--- START OF Data to use ---

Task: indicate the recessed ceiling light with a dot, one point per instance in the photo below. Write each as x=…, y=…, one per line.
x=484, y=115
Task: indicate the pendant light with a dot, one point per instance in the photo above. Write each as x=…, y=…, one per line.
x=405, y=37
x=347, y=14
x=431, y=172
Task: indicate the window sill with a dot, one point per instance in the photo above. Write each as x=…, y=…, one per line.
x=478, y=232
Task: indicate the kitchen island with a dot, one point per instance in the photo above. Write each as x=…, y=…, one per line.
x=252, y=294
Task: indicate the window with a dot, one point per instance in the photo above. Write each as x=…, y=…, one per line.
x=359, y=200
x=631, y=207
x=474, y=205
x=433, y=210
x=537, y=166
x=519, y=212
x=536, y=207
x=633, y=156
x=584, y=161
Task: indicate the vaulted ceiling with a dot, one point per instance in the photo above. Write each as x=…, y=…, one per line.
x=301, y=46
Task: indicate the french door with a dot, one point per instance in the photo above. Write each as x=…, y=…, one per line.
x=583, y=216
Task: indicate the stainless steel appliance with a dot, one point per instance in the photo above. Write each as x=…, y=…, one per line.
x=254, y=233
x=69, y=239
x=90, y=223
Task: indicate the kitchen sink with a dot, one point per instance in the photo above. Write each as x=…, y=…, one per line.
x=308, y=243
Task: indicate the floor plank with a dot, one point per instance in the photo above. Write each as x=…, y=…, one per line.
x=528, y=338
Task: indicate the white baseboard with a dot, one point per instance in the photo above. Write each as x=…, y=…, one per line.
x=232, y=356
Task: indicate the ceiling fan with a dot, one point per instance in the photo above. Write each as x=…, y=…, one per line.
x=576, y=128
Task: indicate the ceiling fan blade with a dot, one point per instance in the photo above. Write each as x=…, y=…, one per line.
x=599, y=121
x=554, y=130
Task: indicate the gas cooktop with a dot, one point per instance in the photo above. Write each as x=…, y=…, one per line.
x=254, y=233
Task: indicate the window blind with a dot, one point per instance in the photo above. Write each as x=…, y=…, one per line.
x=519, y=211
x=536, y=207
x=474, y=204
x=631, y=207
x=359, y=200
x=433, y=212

--- END OF Data to use ---

(Your goal) Print the lines of the listing above again, word for word, starting at the line that contains "Task: indicate the stainless" and ending at the line that contains "x=232, y=356".

(Result for this exercise)
Task: indicate the stainless steel appliance with a dot, one point per instance in the photo above. Write each as x=…, y=…, one per line.
x=254, y=233
x=69, y=239
x=90, y=223
Task: indicate the kitchen sink with a dot, one point per instance in the photo above. Write each as x=…, y=…, one per line.
x=308, y=243
Task: indicate the floor plank with a dot, one point per instance in the photo above. Write each as x=…, y=…, one per line.
x=528, y=338
Task: indicate the white baseboard with a dot, one point per instance in the photo above. Write each as x=…, y=…, one per line.
x=232, y=356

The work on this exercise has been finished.